## DATA IN THIS EXERCISE
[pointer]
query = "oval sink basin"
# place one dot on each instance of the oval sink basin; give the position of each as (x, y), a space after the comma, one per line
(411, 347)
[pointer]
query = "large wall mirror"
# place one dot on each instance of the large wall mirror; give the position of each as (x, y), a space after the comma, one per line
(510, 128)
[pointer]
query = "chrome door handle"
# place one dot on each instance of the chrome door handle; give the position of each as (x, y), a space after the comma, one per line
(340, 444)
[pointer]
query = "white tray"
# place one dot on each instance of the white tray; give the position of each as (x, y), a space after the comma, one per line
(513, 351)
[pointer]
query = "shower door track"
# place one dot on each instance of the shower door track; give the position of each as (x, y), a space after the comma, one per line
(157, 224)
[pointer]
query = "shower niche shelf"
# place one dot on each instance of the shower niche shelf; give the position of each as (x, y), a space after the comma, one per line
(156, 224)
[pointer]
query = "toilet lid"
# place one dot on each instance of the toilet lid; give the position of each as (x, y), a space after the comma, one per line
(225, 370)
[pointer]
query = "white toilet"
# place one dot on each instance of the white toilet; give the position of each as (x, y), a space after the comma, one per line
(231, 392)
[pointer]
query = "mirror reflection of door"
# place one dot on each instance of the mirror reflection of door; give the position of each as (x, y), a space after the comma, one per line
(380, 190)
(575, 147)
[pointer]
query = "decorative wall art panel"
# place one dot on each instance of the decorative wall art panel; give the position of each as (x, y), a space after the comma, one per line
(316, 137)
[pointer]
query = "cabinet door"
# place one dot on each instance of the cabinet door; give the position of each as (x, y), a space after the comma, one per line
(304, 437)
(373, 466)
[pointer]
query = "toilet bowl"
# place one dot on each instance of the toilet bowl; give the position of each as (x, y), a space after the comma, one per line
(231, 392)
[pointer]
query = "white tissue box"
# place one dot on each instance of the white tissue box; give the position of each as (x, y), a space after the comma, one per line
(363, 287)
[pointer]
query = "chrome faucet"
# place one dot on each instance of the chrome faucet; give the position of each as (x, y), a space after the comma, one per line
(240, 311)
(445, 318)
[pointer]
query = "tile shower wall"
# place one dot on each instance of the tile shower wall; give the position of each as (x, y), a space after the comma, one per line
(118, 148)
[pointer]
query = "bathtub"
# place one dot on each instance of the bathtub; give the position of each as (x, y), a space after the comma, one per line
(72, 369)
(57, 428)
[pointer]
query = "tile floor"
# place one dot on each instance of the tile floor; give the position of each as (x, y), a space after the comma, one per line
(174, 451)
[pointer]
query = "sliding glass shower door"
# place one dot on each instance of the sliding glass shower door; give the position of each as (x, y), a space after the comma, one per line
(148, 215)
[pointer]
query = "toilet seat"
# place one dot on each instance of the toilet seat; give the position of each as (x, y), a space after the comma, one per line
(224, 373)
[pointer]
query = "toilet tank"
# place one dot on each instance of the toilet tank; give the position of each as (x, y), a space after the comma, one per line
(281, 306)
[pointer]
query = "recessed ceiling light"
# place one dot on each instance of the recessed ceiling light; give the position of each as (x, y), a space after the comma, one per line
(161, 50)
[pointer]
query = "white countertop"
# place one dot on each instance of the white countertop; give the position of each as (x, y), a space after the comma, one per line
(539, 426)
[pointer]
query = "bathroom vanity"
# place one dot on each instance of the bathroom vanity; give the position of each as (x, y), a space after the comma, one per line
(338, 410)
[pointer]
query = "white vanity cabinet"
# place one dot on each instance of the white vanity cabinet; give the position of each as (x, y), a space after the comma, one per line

## EXERCISE
Without altering a single word, set down all the entries again.

## RESPONSE
[pointer]
query = "oval sink basin"
# place one dot on each instance of the oval sink basin; give the position of each as (x, y), a space after the comma, one per line
(411, 347)
[pointer]
query = "large wall mirror"
# place one dot on each instance of the large wall mirror; give the position of each as (x, y), a space after the comma, one per line
(510, 128)
[pointer]
query = "chrome door handle"
# place one dot on each instance of the chrome door handle; give the position of each as (x, y), a space after the comma, one per line
(340, 444)
[pointer]
query = "white tray"
# place one dot on each instance of the white tray; give the position of each as (x, y), a space after the comma, one per line
(513, 351)
[pointer]
query = "shower door track"
# place one dot on each instance of the shower door track; give the position of each as (x, y), a space after the comma, one per line
(157, 224)
[pointer]
query = "shower niche shelf"
# place one dot on each instance of the shower niche shelf; give the position of each as (x, y), a space after the comma, one per line
(156, 224)
[pointer]
query = "toilet lid"
# place one dot on each instance of the toilet lid; give the position of each as (x, y), a space after the comma, one per line
(225, 370)
[pointer]
query = "white toilet"
# place one dot on each instance of the white toilet; give the position of each as (x, y), a space after the comma, one per line
(231, 392)
[pointer]
query = "mirror reflection of door"
# place one dot on each instance of the mirror reflection of door; give the position of each as (x, y), a space after the comma, one per line
(380, 190)
(575, 147)
[pointer]
query = "decorative wall art panel"
# place one dot on each instance of the decorative wall art panel; give the position of each as (x, y), a space after the comma, one per line
(316, 137)
[pointer]
query = "cabinet door"
# place one dot on each instance of the cabinet door; give the position of each as (x, y), a space after the comma, one per line
(304, 437)
(373, 466)
[pointer]
query = "toilet bowl"
# place one dot on each instance of the toilet bowl; give the position of each as (x, y), a space after the comma, one per line
(231, 392)
[pointer]
query = "white tissue box"
# place one dot on each instance of the white tissue box; give the position of each as (x, y), a space after the comma, one per line
(363, 287)
[pointer]
query = "chrome faucet"
# place one dot on each instance of the chrome faucet; give the position of each as (x, y), a space after the comma, one per line
(240, 311)
(445, 318)
[pointer]
query = "tile shower wall"
# place one dot on each instance of the tile shower wall; give the position of each as (x, y), a space after the comma, one per line
(118, 148)
[pointer]
query = "bathtub"
# place one dot on each instance of the bathtub; give the position of each as (x, y), a space after the comma, one per line
(72, 369)
(57, 428)
[pointer]
query = "tile floor"
# place one dot on each instance of the tile floor; give the position of each as (x, y), a space after the comma, one per line
(174, 451)
[pointer]
query = "sliding glass shower door"
# place one dot on each instance of the sliding glass shower door; give the position of each as (x, y), a space after the comma, one per line
(148, 215)
[pointer]
query = "toilet seat"
# place one dot on each instance of the toilet seat; give the position of each as (x, y), a space after the comma, one per line
(224, 373)
[pointer]
query = "toilet tank"
# place one dot on each instance of the toilet tank; give the position of each as (x, y), a space after the comma, one per line
(281, 306)
[pointer]
query = "recessed ceiling light"
# place one dot on each instance of the recessed ceiling light; give the position of each as (x, y), a space after the comma, one per line
(161, 50)
[pointer]
query = "white countertop"
# place one dot on each instance of the white countertop; give the position of each as (x, y), a space after the comma, one per line
(539, 426)
[pointer]
query = "bathroom vanity"
# place one dot on each instance of the bathroom vanity; give the position of each as (x, y), a space after the comma, one per line
(338, 410)
[pointer]
query = "white vanity cabinet"
# place one dot on each instance of the white vanity cabinet; give the position of each as (x, y), a space after the comma, one per line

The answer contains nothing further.